- [Texto apresentado]
********

A instabilidade dos mercados e o faniquito da D. Etelvina

É enternecedor ver como todos falam dos “sentimentos” dos mercados, Presidente da República (PR) incluído. Eles, os mercados, ora desconfiam […]

conceição brancoÉ enternecedor ver como todos falam dos “sentimentos” dos mercados, Presidente da República (PR) incluído. Eles, os mercados, ora desconfiam e se retraem, como tímidas e inocentes jovenzinhas, ora estão animados e cheios de confiança, tal varonis mancebos. São alheios e desconhecem indecorosos sentimentos como a ganância, a especulação ou a corrupção.

Comove-me ver analistas e políticos dizerem, sem sequer pestanejar: “A instabilidade política vai provocar a reação dos mercados”. Imagino o mercado alemão, por maioria de razão feminino, a ter um faniquito como o da D. Etelvina, no dia em que soube que o marido andava a arrastar a asa à vizinha. Aquilo sim, foi uma verdadeira instabilidade, com pratos e jarras a voar pelo ar.

Oiço embasbacada as justificações dadas pelos analistas para não se ferir as caprichosas emoções dos mercados, clamando que tal é obviamente mais importante do que as medidas de contenção na despesa pública que o Governo fica “obrigado” a realizar, para não convocar o mau humor da(s) delicada(s) criatura(s).

Por um qualquer mistério que me ultrapassa, ninguém se preocupa com a instabilidade dos hospitais onde faltam médicos, enfermeiros, medicamentos e até os materiais mais básicos como agulhas descartáveis. Alguém alguma vez ouviu falar em profunda depressão da justiça? Ou na falta de confiança na educação?

Enquanto os sentimentos dos sistemas financeiros são acompanhados com desvelo amoroso, quando se trata da economia real não consta que a mesma tenha crises de desespero por falta de clientes, arrepios quando arrefecem os preços, ou reações nervosas na hora de abrir falência e atirar para a rua mais trabalhadores (não empregados, nem colaboradores).

********

- [Conjunto de dados]
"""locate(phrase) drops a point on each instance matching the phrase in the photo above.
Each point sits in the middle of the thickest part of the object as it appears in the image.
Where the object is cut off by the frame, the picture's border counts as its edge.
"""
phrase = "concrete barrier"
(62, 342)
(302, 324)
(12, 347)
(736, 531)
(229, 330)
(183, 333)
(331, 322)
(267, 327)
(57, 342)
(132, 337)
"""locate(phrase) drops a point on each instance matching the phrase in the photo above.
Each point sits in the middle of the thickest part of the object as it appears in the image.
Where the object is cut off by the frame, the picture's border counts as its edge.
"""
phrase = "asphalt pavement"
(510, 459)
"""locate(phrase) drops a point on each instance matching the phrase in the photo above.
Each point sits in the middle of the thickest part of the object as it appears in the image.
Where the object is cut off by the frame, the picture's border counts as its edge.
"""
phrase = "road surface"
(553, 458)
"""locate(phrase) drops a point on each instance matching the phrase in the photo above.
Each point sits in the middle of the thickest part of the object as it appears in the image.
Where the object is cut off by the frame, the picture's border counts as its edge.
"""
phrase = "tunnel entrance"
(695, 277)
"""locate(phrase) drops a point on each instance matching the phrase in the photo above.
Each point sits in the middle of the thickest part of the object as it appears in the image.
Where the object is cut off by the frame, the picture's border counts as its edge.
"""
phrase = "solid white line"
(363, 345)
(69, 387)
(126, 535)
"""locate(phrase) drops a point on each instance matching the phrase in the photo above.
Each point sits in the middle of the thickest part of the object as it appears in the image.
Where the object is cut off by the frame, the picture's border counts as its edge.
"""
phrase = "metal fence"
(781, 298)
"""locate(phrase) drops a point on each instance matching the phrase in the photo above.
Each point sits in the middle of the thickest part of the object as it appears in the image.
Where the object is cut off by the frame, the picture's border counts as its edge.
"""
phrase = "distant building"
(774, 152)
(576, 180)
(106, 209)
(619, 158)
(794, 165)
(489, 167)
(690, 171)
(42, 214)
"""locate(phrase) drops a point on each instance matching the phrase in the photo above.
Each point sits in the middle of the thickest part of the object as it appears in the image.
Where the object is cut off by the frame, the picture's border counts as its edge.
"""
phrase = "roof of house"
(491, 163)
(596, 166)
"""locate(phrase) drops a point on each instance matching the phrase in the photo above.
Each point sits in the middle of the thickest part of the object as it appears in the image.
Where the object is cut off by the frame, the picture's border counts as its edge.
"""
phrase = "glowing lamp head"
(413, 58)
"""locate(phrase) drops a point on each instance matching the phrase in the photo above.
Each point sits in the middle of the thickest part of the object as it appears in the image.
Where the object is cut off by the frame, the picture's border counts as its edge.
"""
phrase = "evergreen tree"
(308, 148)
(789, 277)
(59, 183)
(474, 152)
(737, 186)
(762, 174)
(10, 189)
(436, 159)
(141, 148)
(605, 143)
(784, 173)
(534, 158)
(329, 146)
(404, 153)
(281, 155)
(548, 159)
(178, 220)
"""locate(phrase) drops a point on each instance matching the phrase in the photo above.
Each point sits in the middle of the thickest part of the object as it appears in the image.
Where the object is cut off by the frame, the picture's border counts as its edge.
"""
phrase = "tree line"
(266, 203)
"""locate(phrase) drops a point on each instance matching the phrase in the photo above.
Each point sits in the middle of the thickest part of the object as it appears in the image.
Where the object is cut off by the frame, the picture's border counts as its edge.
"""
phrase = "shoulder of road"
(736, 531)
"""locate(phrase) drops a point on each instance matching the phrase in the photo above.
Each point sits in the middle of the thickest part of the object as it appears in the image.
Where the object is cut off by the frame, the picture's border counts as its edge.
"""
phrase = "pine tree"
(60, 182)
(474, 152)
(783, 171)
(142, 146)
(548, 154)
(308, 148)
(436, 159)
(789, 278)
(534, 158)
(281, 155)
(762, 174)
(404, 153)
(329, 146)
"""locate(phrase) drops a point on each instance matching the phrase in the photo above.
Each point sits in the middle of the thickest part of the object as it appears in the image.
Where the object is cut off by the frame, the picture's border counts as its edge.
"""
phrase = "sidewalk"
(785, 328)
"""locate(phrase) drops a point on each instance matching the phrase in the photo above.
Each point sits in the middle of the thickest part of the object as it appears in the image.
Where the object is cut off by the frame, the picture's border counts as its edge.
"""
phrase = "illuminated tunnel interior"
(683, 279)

********

- [Instruções das tarefas]
a – No texto sobre os mercados e a D. Etelvina, o que levou a D. Etelvina a ter o faniquito?
b – Escreva a continuação do texto sobre os mercados e a D. Etelvina a partir do ponto em que termina.
A listagem provém de outra fonte.

- [Lista de respostas]
a – Ter sabido que o marido andava a arrastar a asa à vizinha.

b –
E quem duvida estarem eles preocupados com a depressão que nos assola, a nós, a arraia miúda, o mexilhão, condenados ao medo, à deterioração da nossa qualidade de vida, ao futuro hipotecado? Por isso dão o tudo por tudo para nos convencer que “não há outro caminho”.

A única alternativa é curvar-nos quando os mercados só investem se o Estado encolher e apenas compram a dívida se puderem especular desvairadamente quanto aos juros. Senão, sujeitam-nos sem apelo a mais uma das suas caprichosas variações de humor.

Tudo embrulhado numa alegada vontade de nos servir a todos, como deve(m) fazer o(s) líder(es) da Nação. Eles, os subservientes governantes, coitados!, ó supremo sacrifício, não querem nada.

Nem têm amigos de longa data cujos bancos faliram por causa das falcatruas, mas que sempre terão conseguido, e para isso servem os amigos, esconder alguns milhões nas offshore, umas ações aqui e ali, umas propriedades imobiliárias mais além.

E daqui me vou, ouvir o Chico Buarque cantar a velha canção “Pai! Afasta de mim este cálice, de vinho tinto de sangue”, para arejar e ficar com pensamentos mais alevantados. Oh! deuses!, castigai-os a eles e não a mim!